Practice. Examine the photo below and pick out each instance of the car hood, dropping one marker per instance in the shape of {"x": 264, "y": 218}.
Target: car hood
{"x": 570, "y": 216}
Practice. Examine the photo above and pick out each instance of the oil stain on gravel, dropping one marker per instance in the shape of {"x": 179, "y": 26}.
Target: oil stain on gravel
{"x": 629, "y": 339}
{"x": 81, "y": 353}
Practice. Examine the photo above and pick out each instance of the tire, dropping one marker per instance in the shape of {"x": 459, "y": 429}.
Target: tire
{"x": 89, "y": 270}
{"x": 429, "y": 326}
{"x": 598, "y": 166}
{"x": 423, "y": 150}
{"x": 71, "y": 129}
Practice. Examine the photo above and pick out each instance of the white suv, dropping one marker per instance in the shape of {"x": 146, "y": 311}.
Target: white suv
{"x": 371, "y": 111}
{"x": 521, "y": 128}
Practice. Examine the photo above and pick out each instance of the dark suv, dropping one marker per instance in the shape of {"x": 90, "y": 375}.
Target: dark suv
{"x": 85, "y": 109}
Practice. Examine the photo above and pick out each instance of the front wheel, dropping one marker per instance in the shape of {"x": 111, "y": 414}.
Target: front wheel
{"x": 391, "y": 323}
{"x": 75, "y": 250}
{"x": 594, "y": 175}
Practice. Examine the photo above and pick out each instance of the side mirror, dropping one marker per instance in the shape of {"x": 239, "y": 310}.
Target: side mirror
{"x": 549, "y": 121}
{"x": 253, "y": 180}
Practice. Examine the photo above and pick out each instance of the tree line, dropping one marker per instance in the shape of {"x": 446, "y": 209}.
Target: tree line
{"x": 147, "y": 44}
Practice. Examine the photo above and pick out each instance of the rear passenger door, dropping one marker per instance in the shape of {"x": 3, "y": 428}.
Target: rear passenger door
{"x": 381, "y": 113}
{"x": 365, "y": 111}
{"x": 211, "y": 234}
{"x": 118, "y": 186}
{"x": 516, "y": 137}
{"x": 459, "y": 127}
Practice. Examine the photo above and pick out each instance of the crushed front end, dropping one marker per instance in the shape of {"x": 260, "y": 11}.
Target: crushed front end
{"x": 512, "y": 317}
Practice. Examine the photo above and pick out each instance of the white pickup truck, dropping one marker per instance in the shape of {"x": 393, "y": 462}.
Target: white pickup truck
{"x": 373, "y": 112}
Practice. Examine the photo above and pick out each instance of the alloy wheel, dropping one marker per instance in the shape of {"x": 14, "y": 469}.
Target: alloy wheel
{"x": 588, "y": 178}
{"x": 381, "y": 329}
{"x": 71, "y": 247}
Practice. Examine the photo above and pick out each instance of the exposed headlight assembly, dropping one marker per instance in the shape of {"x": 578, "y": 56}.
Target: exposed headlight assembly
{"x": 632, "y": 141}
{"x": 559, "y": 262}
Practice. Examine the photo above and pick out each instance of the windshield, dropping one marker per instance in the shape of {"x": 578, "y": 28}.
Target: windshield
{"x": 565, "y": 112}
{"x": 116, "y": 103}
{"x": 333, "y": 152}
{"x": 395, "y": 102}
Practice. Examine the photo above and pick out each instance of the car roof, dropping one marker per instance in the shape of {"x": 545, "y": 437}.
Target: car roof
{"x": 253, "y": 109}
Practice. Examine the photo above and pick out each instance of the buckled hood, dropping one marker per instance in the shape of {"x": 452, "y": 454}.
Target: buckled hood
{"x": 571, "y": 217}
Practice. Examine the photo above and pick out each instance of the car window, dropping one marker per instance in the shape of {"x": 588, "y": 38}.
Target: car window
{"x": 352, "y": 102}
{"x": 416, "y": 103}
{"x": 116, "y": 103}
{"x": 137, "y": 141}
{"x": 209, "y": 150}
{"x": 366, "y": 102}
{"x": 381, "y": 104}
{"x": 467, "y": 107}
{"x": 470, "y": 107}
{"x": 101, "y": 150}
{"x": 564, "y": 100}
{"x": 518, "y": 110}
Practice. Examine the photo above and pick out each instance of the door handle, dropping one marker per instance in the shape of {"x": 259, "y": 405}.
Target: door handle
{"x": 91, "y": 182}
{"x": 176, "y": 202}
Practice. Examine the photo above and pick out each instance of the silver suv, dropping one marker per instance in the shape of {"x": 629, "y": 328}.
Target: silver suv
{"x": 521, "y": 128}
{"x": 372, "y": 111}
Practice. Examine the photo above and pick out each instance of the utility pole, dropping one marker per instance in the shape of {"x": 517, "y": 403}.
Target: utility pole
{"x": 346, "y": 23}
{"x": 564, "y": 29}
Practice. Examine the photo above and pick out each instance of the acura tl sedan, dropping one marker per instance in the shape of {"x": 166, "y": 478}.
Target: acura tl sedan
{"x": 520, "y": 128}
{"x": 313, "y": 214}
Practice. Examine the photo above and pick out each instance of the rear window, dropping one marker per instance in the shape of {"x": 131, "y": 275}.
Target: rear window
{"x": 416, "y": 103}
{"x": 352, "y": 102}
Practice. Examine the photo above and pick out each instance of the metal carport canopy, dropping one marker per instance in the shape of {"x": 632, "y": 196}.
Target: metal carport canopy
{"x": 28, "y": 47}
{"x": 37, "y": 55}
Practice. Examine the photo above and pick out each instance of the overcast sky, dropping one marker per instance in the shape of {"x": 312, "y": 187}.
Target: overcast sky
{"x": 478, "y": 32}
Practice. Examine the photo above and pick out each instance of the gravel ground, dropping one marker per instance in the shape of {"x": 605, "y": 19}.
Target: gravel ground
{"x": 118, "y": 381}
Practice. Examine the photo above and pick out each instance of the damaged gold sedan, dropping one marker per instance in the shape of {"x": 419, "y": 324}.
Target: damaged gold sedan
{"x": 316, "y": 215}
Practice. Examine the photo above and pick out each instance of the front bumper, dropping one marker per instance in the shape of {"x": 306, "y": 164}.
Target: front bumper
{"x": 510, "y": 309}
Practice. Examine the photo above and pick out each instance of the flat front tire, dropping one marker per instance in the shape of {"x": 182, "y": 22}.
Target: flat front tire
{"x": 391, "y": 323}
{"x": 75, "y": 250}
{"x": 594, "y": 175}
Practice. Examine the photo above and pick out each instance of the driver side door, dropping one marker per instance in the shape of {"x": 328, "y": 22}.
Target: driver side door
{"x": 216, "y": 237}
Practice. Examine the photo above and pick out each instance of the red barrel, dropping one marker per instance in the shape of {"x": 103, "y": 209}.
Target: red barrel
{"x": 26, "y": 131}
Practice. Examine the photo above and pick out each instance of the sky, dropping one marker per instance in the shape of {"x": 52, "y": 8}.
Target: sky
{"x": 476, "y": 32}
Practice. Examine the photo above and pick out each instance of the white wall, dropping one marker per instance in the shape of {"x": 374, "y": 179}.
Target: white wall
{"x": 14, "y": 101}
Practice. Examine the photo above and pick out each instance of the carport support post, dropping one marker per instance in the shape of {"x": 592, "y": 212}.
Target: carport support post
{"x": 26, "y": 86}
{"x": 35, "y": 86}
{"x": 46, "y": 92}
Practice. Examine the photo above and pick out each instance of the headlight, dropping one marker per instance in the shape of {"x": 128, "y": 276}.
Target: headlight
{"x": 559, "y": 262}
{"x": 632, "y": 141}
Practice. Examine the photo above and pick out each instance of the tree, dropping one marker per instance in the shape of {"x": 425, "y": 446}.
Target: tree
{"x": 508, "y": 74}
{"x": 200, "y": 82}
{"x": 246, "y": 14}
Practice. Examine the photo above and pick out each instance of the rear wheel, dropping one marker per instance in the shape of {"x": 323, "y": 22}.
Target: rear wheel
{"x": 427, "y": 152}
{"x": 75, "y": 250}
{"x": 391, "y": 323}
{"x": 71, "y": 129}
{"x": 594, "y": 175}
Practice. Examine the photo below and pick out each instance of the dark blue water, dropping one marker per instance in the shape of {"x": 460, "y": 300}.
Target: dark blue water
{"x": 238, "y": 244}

---*---

Task to complete
Render as a numbered list the records from the line with "red barrel, dropping" up to and including the final line of the records, leaving out any blank lines.

Complete response
1. Practice. Examine the photo above and pick out each instance of the red barrel, dropping one marker per instance in the shape of {"x": 103, "y": 209}.
2. Target: red barrel
3. {"x": 26, "y": 131}
4. Practice. Examine the photo above and pick out each instance of the sky, dropping one marker per instance in the shape of {"x": 52, "y": 8}.
5. Target: sky
6. {"x": 476, "y": 32}
7. Practice. Examine the photo above and pick out each instance of the white wall, dropping one marker per instance in the shape of {"x": 374, "y": 179}.
8. Target: white wall
9. {"x": 14, "y": 101}
10. Practice. Examine the photo above and pick out each instance of the carport support post, dropping one marker per instance in the shape of {"x": 592, "y": 212}.
11. Target: carport support post
12. {"x": 26, "y": 86}
13. {"x": 35, "y": 86}
14. {"x": 46, "y": 92}
15. Practice. Examine the photo above and pick out each instance of the headlight, dropping one marker per instance in the shape of {"x": 128, "y": 276}.
16. Target: headlight
17. {"x": 559, "y": 262}
18. {"x": 632, "y": 141}
19. Practice. Examine the photo above and pick out each instance of the tree, dropping one marker per instance in the shape of {"x": 425, "y": 446}.
20. Target: tree
21. {"x": 508, "y": 74}
22. {"x": 200, "y": 82}
23. {"x": 246, "y": 14}
24. Practice. Examine the photo above and pick out each instance of the rear wheel, dropping one marker per instance in the shape of {"x": 323, "y": 22}.
25. Target: rear wheel
26. {"x": 427, "y": 152}
27. {"x": 75, "y": 250}
28. {"x": 391, "y": 323}
29. {"x": 71, "y": 129}
30. {"x": 594, "y": 175}
31. Practice. Examine the photo below and pick out each instance of the dark blue water, dropping one marker per instance in the shape of {"x": 460, "y": 300}.
32. Target: dark blue water
33. {"x": 238, "y": 244}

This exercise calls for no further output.